**Text passage**:
## start
On September 15, 2011, Defendants removed the matter to this Court. On October 31, 2011, the Court dismissed Defendant Charming Shoppes, Inc. from this action. Thereafter, Defendant Lane Bryant filed an answer to the complaint on November 14, 2011.
On November 17, 2011, the Court held a scheduling conference and provided a deadline of December 2, 2011, for the parties to file a motion to amend and a motion to dismiss.
On December 2, 2011, Lane Bryant filed a motion to enforce a settlement agreement entered into between Plaintiff and Defendants. Lane Bryant alternatively sought summary judgment on Plaintiff's claims.
On December 2, 2011, Plaintiff filed the instant motion for leave to file a first amended complaint to substitute the named plaintiff in this case.
## end
**Set tasks**:
**1)** In the court case history, on what date did Lane Bryant file its answer to the complaint?
**2)** Pick up the court case history where it stops and write what comes next.

**Recorded data**:
## start
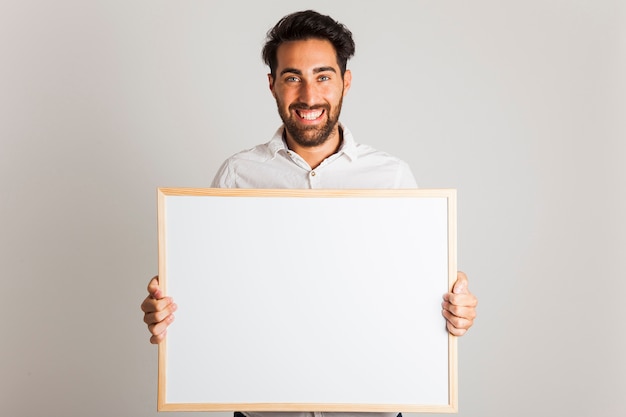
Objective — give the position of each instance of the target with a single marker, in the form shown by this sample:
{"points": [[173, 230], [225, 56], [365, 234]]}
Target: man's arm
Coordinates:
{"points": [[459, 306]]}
## end
## start
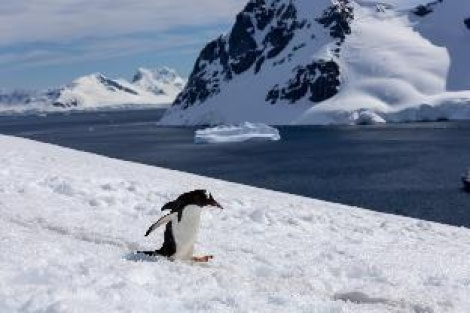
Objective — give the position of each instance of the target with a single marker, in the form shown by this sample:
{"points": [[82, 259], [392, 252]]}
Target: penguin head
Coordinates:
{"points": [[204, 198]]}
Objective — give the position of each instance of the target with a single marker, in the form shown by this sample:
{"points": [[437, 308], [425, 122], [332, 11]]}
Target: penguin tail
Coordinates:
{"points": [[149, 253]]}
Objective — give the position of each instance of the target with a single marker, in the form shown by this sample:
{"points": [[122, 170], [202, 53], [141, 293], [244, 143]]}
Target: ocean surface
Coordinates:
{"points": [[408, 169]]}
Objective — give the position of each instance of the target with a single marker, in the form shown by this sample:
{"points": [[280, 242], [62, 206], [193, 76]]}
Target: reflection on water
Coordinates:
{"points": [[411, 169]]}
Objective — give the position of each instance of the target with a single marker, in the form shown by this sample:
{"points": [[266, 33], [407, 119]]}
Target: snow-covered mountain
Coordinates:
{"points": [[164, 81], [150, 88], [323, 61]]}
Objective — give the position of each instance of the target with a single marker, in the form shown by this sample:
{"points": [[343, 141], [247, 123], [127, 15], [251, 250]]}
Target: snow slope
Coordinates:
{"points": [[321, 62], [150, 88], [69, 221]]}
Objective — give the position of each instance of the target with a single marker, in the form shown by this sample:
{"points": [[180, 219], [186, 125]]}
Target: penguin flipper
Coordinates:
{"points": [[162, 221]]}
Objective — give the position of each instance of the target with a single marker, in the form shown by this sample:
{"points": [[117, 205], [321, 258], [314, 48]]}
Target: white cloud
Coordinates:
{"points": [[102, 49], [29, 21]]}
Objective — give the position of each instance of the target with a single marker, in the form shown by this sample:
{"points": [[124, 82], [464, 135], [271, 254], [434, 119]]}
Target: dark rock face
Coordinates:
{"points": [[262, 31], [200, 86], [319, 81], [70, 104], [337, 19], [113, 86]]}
## end
## start
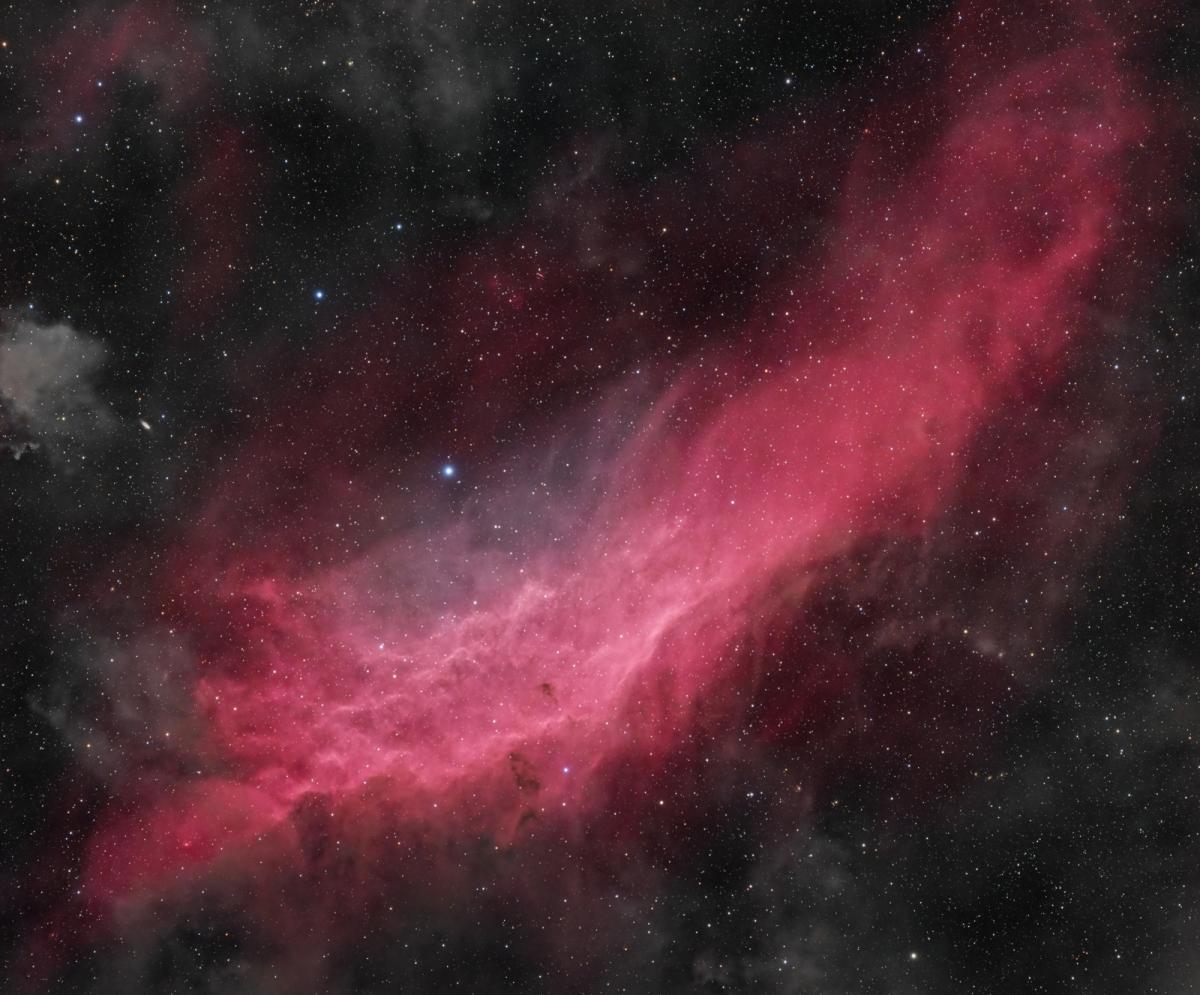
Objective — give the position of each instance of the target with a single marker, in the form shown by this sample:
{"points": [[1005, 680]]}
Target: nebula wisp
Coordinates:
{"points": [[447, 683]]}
## end
**Solved problems**:
**1)** November 14, 2011.

**2)**
On December 5, 2011, the Court vacated the hearing on the motion to enforce settlement agreement, stating that determination of the motion to amend prior to Lane Bryant's motion to enforce settlement will narrow relevant issues and promote efficiency. Doc. 26.
On January 13, 2012, Lane Bryant filed its opposition to the motion to amend. Plaintiff filed his reply on January 20, 2012.
FACTUAL BACKGROUND
On June 2, 2011, Plaintiff filed a discrimination charge against Lane Bryant and Charming Shoppes with the California Department of Fair Employment and Housing ("DFEH"). Declaration of Rebecca Walden ("Walden Dec.") ¶ 3.
On July 26, 2011, Plaintiff filed this class action lawsuit in Merced County regarding wage and hour claims against Lane Bryant and Charming Shoppes. Doc. 1.
By August 16, 2011, the DFEH mediation office communicated with Plaintiff about his willingness to participate in mediation with a neutral DFEH mediator. Walden Dec. ¶ 4. Both Plaintiff and Lane Bryant agreed to mediation. Walden Dec. ¶ 5.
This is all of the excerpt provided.